<<<<
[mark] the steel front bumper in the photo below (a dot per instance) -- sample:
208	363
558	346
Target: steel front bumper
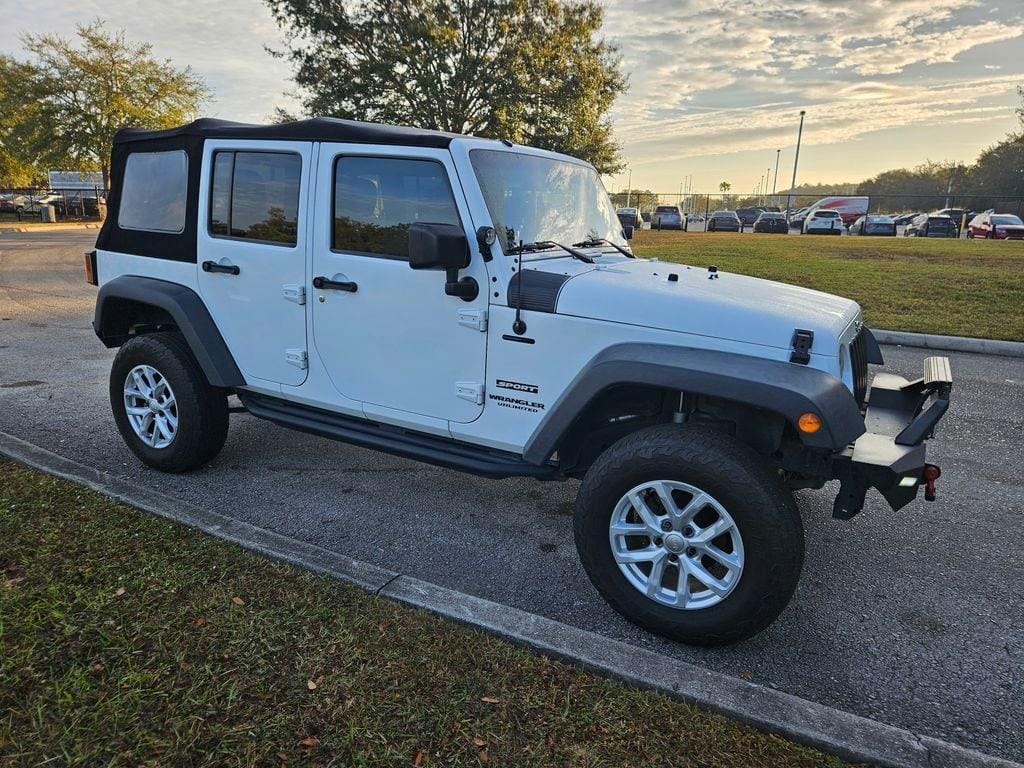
899	416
>>>>
**AIM OF THE EXERCISE:**
Output every record above word for word, omitting any pictures they contain.

**RESULT FOR THIS EXERCISE:**
[mark] the steel front bumper in the photo below (a dot per instance) -- sample:
208	363
558	346
Target: steel front bumper
899	416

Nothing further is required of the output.